● **What the task asks**
Below are some entries; can you quote all of them exactly?

● **Records provided**
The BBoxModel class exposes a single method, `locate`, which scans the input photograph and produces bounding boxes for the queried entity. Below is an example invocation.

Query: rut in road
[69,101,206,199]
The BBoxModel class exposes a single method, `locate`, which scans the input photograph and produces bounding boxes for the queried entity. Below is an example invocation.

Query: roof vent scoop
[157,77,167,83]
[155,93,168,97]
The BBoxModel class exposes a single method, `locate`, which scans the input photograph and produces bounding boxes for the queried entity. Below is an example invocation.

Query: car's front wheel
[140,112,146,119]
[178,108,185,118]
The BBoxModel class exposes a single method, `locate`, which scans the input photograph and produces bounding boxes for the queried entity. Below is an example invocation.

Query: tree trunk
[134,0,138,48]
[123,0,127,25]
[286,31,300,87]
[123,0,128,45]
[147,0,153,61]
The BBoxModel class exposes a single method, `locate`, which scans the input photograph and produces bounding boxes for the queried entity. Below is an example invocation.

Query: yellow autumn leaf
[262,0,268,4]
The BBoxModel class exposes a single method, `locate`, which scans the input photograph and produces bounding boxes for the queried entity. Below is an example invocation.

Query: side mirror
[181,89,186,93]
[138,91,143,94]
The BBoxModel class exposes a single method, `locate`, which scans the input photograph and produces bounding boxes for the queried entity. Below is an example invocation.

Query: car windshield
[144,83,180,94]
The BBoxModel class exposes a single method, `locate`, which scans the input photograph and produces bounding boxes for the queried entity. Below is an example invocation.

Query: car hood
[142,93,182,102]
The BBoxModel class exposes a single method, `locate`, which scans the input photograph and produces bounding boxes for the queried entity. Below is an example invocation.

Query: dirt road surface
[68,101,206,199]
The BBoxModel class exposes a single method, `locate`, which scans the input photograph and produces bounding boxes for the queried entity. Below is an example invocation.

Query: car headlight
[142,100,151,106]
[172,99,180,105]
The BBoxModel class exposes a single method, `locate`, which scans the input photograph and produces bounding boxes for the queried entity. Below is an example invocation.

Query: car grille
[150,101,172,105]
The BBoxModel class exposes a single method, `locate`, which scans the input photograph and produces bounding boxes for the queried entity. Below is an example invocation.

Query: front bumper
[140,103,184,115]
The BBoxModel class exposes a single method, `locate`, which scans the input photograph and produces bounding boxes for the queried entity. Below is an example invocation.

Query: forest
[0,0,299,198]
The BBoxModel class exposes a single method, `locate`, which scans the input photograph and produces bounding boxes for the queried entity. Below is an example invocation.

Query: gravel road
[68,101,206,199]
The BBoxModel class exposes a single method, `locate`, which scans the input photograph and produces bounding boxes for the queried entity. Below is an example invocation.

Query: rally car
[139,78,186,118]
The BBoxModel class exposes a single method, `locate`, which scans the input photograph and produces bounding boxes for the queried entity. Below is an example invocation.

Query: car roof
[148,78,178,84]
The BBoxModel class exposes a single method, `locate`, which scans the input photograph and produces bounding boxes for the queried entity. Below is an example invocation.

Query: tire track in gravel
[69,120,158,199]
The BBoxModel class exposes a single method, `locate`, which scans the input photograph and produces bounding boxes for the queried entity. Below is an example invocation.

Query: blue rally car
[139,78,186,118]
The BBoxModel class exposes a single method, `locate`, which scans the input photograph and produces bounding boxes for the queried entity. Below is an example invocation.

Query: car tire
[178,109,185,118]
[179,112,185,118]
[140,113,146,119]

● **Written solution**
The BBoxModel class exposes a single method, `locate`, which scans the input photograph and produces bounding boxes for the queried entity. Below is an example invocation.

Query: rut in road
[69,101,206,199]
The BBoxModel class exposes a single method, `locate`, which scans the input photograph and produces bounding boxes for the queried entity. Below is an example invocation.

Query: roof vent scoop
[157,77,167,83]
[155,93,168,97]
The BBoxModel class exposes a single method, `locate`, which scans the input photograph and produces bounding boxes for the queried entity. Below is an example invocation.

Query: car's front wheel
[140,112,146,119]
[178,108,185,118]
The BBoxModel class exposes a single method, `locate`, which scans the input photograph and produces bounding boxes for the queried entity. Below is an example invocation.

Query: tree trunk
[134,0,138,48]
[123,0,127,25]
[286,31,300,87]
[123,0,128,45]
[147,0,153,61]
The BBoxModel class exposes a single method, `locate`, which scans the input photograph and produces bounding boxes for the queried entity. Below is an example invocation.

Query: yellow autumn leaf
[262,0,268,4]
The BBoxModel class exposes a single method, `locate`, which scans the input photograph and produces bounding boxes for the queried entity. Below is an example invocation.

Query: side mirror
[181,89,186,93]
[138,91,143,94]
The BBoxModel class exposes a single method, `locate`, which scans the input photograph and produces bounding boxes for the queried entity. Below is an example invocation.

Query: car windshield
[144,83,180,94]
The BBoxModel class exposes a single method, `locate`, which scans the input photograph and produces bounding boxes for the queried entity. Below is an example invocation.

Query: car hood
[142,93,182,102]
The BBoxModel class exposes a single method, `locate`, which scans the input photograph and produces bounding boxes for the queried entity. Below is an example invocation.

Query: dirt road surface
[68,101,206,199]
The BBoxModel class exposes a single method, `locate`, which scans the input photograph and produces bounding boxes for the queried entity. Below is an example invocation.

Query: car headlight
[142,100,151,106]
[172,99,180,105]
The BBoxModel class exposes a single method, `locate`, which scans the input photograph and produces bounding boxes for the queried entity. Below is an example invocation.

Query: car grille
[150,101,172,105]
The BBoxModel class exposes a single method, `locate`, which scans the input photograph and produces bounding boxes for the queried entity. Below is an example invocation.

Query: front bumper
[140,103,184,115]
The BBoxModel class exposes a single method, `locate`, which scans the input photograph and produces bounding boxes for the queried entity. Below is an example invocation.

Query: forest
[0,0,299,198]
The BBoxModel class exposes a single method, `locate`, which scans the input photograph and produces bounding boxes for the queried entity. Below is an example invocation.

Query: gravel road
[68,101,206,199]
The BBoxModel class exposes a single method, `locate`, which scans the input photograph and produces bounding boxes for the queried entity. Below is an example invocation.

Query: rally car
[139,78,186,118]
The BBoxModel class exposes a single method, `locate`, which scans the input photograph and produces bounding boxes for the queried entity. Below is an example invocation.

Query: car roof
[148,78,178,84]
The BBoxModel class exposes a single method, `locate`, which scans the input photograph and produces bounding boxes for the queried entity. Below is an example invocation.

Query: tire track in gravel
[69,120,158,199]
The BBoxModel class exposes a single method, `locate`, which scans the input photograph and produces bounding boxes for the queried entity. Below is an example invocation.

Query: blue rally car
[139,78,186,118]
The BBoxModel class exposes a single method, `locate`, which scans the input photograph and produces bounding boxes for the queried entity. Below is an example invocation.

Query: car tire
[178,109,185,118]
[179,112,185,118]
[140,113,146,119]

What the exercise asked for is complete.